In the article on Ontario's sex-ed curriculum below, list every person mentioned by name.

====== QUOTED TEXT

Canada

Here’s the wildest fact about Ontario’s sex-ed curriculum

The most galling thing about Ontario’s current sex-ed curriculum bears repeating as opponents warm up the war machines

Ontario Education Minister Liz Sandals presents the revised Health and Physical Education curriculum at a press conference at Queen's Park in Toronto, Monday, February 23, 2015. (Galit Rodan/The Canadian Press)

Ontario Education Minister Liz Sandals presents the revised Health and Physical Education curriculum at a press conference at Queen’s Park in Toronto on Monday (Galit Rodan/The Canadian Press)

For the unpronounceable symbol/funk musician Prince, writing the song 1999 deep in the neon recesses of the 1980s must have been like writing of an imaginary futuristic tomorrowland. The biggest fear of the time: nuclear proliferation. “Partying like it was 1999” sounded like a pretty good time, in a pretty cool year. “Don’t worry, I won’t hurt you / I only want you to have some fun,” he slithers as the track opens—presaging, perhaps hopefully, a looser-limbed, more Dionysian age.

============
====== GIVEN RECORDS

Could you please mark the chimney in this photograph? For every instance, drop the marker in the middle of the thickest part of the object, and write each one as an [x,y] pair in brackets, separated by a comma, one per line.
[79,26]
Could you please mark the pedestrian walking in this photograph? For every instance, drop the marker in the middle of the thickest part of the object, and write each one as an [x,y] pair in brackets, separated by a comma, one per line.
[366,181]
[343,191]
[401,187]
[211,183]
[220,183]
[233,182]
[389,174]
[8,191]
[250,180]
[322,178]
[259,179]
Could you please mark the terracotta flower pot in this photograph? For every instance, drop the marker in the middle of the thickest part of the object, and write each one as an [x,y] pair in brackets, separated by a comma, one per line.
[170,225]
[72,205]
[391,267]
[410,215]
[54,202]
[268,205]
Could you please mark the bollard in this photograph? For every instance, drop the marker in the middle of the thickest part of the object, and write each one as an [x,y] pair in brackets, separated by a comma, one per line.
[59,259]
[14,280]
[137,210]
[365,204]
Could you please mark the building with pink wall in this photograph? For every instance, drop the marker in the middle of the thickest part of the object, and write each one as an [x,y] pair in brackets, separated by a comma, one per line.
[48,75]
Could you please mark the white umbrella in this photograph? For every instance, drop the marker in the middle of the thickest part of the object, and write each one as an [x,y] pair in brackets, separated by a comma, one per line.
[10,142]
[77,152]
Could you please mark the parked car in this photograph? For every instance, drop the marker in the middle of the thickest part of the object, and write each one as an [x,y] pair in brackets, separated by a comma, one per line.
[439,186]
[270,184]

============
====== GIVEN RECORDS

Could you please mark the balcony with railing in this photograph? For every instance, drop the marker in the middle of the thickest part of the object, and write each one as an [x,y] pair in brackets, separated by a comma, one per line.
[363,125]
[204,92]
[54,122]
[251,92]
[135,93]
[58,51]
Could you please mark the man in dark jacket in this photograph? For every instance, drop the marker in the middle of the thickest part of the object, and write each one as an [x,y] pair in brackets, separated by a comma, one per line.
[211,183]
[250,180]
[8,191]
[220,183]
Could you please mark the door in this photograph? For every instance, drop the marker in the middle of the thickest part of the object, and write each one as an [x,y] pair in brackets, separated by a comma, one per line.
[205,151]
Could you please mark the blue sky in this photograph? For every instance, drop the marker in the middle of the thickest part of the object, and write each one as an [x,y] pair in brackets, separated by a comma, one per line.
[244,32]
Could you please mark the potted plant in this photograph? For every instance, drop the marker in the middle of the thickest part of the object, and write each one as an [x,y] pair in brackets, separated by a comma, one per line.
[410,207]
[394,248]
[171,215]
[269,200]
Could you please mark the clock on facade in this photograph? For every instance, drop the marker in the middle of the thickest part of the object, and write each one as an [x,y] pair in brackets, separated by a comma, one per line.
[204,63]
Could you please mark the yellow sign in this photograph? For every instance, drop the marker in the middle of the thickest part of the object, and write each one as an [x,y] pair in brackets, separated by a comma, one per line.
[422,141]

============

SOLUTION »
Liz Sandals, Galit Rodan, Prince